Written task a:
Please answer these questions about the post on Scottish voting intentions:
(i) What share of General Election voting intentions does the party stand at in Scotland?
(ii) What was Annabel Goldie's positive rating?
(iii) According to The Telegraph, what percentage of Scots would support independence in a three-option referendum?

Passage provided:
'''

Before we get our live blogging underway later today let's have a quick look at one important part of the UK where there are no elections: Scotland. The latest YouGov survey of voting intentions has mixed news for our party:
- In terms of General Election voting intentions the party remains subdued. The Cameron effect may be spreading throughout the north of England but we're stuck on 17%. The more difficult news for Labour is that its own support is down 6% on its 2005 support. Scotland may have a Scottish Prime Minister but they are warming to the SNP. The SNP got 18% in 2005 but are winning 30% now.
- Annabel Goldie, leader of the Tory MSPs, is impressing Scottish voters, however. Just 21% thought Labour's Scottish leader Wendy Alexander was doing a good job. Ms Goldie's positive rating was 41%.
- The best news of all appears to be declining support for independence. According to The Telegraph: "Only 19 per cent of Scots would support independence in a three-option referendum. Nearly three quarters backed keeping a devolved Parliament, either with its present powers or with more responsibilities."

'''

Dataset entries:

'''

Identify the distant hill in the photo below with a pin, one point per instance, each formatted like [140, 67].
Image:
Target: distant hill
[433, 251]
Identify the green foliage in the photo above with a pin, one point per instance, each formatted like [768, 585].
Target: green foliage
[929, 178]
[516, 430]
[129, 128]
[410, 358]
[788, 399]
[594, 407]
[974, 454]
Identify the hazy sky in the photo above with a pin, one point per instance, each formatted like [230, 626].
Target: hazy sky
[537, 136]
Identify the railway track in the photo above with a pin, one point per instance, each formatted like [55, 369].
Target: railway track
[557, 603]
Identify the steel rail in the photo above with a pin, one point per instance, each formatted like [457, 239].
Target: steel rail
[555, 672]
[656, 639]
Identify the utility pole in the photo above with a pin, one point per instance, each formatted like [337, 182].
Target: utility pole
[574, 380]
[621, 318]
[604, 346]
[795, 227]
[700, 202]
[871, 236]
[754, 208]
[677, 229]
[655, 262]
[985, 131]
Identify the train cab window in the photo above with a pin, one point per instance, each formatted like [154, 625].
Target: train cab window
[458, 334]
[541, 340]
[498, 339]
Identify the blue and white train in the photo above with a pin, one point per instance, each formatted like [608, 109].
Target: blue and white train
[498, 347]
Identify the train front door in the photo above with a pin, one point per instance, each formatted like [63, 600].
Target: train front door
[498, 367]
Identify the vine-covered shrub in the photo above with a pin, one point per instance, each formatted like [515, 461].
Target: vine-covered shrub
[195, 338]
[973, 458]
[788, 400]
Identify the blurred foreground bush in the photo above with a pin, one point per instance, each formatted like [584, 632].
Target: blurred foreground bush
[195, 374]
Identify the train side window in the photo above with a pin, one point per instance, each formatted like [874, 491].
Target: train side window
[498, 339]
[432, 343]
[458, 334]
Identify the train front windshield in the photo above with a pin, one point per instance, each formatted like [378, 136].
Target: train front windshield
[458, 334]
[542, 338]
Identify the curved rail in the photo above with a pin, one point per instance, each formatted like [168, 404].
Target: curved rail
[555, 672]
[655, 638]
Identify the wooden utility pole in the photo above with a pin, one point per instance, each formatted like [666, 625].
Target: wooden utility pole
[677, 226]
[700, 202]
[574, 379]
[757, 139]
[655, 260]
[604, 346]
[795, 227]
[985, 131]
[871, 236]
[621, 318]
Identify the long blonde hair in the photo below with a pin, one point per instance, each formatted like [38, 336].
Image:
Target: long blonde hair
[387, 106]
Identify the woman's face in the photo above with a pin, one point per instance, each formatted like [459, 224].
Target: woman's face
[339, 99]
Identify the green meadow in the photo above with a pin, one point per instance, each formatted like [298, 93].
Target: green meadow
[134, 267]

'''

Written task b: Put the lines of the records into a numbered list. Start at the line containing "Identify the green meadow", go through the end of the records inclusive, and leave out blank lines.

Exercise answer a:
(i) 17%
(ii) 41%
(iii) 19 per cent

Exercise answer b:
1. Identify the green meadow in the photo above with a pin, one point per instance, each formatted like [298, 93].
2. Target: green meadow
3. [134, 267]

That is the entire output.